TRECHO DO TEXTO =>
******
Por:
Vicente Serejo
Dom
Eugênio de Araújo Sales liderou um trabalho pioneiro de ações na área social e
apostólica no nosso Estado que ficou conhecido internacionalmente como Movimento
de Natal. Como homenagem póstuma a esse homem que nos integrou na sua visão
comunitária e humanista, apresento aqui, uma síntese das minhas lembranças como
participante deste Movimento.
Tudo
começou em uma cidade transformada abruptamente com a instalação de bases
militares em razão da participação do Brasil na Segunda Guerra Mundial. A
população de Natal cresceu muito neste período, mudando também seus padrões de
comportamento. Dom Marcolino Esmeraldo de Souza Dantas conduzia a Igreja,
restrita aos cânones tradicionais: a formação do clero, a catequese, a
administração dos sacramentos, o funcionamento das Obras das Vocações
Sacerdotais, do Apostolado da Oração e da Congregação Mariana. Esta última, já
editava o jornal a Ordem, realizava um trabalho cooperativista e mantinha a
Escola Técnica de Comércio de Natal. Foi este Bispo que, no final dos anos 30,
trouxe a Ação Católica, nomeando Cônego Luiz Monte como o seu primeiro
Assistente.
O
trabalho inicial foi desenvolvido através das Senhoras de Ação Católica e dos
Homens de Ação Católica. O cônego Monte, dedicado sacerdote, culto, mas de
saúde frágil, faleceu prematuramente, em 1944, aos 39 anos, deixando uma grande
lacuna nos quadros da Igreja. Para substituí-lo foi designado seu irmão, Padre
Nivaldo Monte. Neste mesmo período, foi transferido da Paróquia de Nova Cruz
para Natal, um sacerdote recém-ordenado, para ser capelão da Igreja do Rosário
e Diretor Espiritual do Seminário de São Pedro – o Padre Eugênio de Araújo
Sales.
******
DADOS APRESENTADOS =>
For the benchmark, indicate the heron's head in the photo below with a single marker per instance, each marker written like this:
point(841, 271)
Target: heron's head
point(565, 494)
******
O QUE FAZER =>
Responda às perguntas a seguir com base no texto sobre o Movimento de Natal, numerando as respostas da mesma forma.
1. Por qual nome ficou conhecido internacionalmente o trabalho liderado por Dom Eugênio de Araújo Sales?
2. Em que ano e com que idade faleceu o cônego Luiz Monte?
3. De qual paróquia o Padre Eugênio de Araújo Sales foi transferido para Natal?

RESPOSTA COMPLETA =>
1. Movimento de Natal.
2. Em 1944, aos 39 anos.
3. Da Paróquia de Nova Cruz.